• **Dataset**:
***
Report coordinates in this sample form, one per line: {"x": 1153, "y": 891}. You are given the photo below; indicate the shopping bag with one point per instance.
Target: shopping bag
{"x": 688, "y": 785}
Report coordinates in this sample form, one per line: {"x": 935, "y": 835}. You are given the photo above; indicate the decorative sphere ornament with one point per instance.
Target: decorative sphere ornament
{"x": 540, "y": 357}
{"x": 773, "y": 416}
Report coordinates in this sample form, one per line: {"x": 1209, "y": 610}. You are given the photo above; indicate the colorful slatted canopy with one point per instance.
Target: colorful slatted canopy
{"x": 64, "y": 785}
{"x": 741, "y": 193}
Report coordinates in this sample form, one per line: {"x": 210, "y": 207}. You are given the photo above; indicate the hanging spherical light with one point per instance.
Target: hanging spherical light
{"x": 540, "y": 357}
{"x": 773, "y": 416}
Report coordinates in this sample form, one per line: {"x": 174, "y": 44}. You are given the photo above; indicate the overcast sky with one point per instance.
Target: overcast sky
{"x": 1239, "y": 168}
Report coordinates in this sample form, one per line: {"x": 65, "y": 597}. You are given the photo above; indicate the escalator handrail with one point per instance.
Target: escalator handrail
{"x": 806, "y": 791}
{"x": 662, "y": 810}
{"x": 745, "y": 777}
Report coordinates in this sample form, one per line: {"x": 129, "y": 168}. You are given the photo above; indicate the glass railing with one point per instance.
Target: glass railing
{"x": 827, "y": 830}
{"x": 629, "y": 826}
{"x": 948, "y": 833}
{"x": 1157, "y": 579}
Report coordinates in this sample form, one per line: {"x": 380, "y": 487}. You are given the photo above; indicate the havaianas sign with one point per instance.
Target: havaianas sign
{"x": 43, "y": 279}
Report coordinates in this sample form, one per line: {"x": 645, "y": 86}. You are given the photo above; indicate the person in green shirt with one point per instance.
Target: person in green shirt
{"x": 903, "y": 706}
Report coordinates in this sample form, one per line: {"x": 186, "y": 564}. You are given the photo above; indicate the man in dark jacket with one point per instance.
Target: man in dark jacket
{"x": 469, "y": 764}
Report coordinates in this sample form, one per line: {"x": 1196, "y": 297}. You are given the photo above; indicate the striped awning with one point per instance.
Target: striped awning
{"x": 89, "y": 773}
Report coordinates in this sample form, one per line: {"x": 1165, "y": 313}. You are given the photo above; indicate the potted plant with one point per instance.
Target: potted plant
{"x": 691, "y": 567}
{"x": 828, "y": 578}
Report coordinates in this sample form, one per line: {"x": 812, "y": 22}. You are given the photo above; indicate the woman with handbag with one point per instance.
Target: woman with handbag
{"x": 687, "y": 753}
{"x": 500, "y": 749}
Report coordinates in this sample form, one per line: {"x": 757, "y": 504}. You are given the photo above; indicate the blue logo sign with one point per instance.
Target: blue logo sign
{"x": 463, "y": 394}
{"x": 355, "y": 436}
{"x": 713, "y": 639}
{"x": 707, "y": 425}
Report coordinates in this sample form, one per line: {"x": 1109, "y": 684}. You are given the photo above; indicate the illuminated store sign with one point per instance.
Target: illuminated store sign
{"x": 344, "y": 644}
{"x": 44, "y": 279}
***
• **Task to complete**: Reproduce all of the entries above word for word, without changing anything.

• **Reply to the task**:
Report coordinates in this sample form, one per line: {"x": 1153, "y": 891}. You are given the photo below; indicate the shopping bag with one point per instance.
Target: shopping bag
{"x": 688, "y": 785}
Report coordinates in this sample form, one per line: {"x": 935, "y": 835}. You are given the photo above; indicate the decorative sphere ornament with one point per instance.
Target: decorative sphere ornament
{"x": 540, "y": 357}
{"x": 773, "y": 416}
Report coordinates in this sample form, one per line: {"x": 1209, "y": 610}. You are given the photo above; indicate the colorful slatted canopy with one point per instance.
Target: colorful slatted canopy
{"x": 64, "y": 785}
{"x": 741, "y": 193}
Report coordinates in this sample form, one per line: {"x": 210, "y": 207}. You are given the photo above; indicate the hanging spherical light with one point per instance.
Target: hanging spherical light
{"x": 540, "y": 357}
{"x": 773, "y": 416}
Report coordinates in this sample form, one per line: {"x": 174, "y": 44}. You are given the photo above; indicate the overcast sky with one point per instance.
Target: overcast sky
{"x": 1239, "y": 168}
Report coordinates in this sample form, one per line: {"x": 65, "y": 597}. You are given the photo above; indicate the escalator handrail with one point per instance.
Target: escalator handrail
{"x": 806, "y": 791}
{"x": 662, "y": 810}
{"x": 745, "y": 777}
Report coordinates in this sample form, one per line: {"x": 129, "y": 168}. You are given the photo above; indicate the glass railing with one point per instance.
Target: glass railing
{"x": 827, "y": 830}
{"x": 629, "y": 826}
{"x": 948, "y": 833}
{"x": 1157, "y": 579}
Report coordinates in this sample form, one per line: {"x": 380, "y": 487}. You are given the photo above; indicate the havaianas sign with one point per instance.
Target: havaianas sign
{"x": 43, "y": 279}
Report coordinates in this sample form, one per line: {"x": 645, "y": 86}. You are given the photo above; indicate the person in green shirt with one point per instance.
Target: person in green shirt
{"x": 903, "y": 706}
Report coordinates in this sample form, one per line: {"x": 186, "y": 564}. You are given the photo above; indicate the man in dark jacket with one point per instance.
Target: man in dark jacket
{"x": 469, "y": 764}
Report coordinates in this sample form, one per line: {"x": 1196, "y": 297}. You are given the photo above; indicate the striped awning with one point per instance.
Target: striped awning
{"x": 89, "y": 773}
Report coordinates in this sample form, one per line: {"x": 1165, "y": 313}. You are given the photo above; indicate the potted plant with one point per instance.
Target: potted plant
{"x": 691, "y": 567}
{"x": 828, "y": 578}
Report coordinates in this sample form, one per line: {"x": 812, "y": 22}. You are given the photo above; indicate the woman with handbag with one point per instance.
Target: woman with handbag
{"x": 687, "y": 753}
{"x": 500, "y": 749}
Report coordinates in this sample form, one per line: {"x": 757, "y": 504}. You are given the photo above; indicate the blue logo sign with one point per instance.
Target: blue logo sign
{"x": 463, "y": 394}
{"x": 355, "y": 436}
{"x": 713, "y": 639}
{"x": 707, "y": 425}
Report coordinates in this sample form, one per line: {"x": 1109, "y": 684}. You are given the photo above; indicate the illuminated store sign with one point per instance.
Target: illuminated store sign
{"x": 344, "y": 644}
{"x": 44, "y": 279}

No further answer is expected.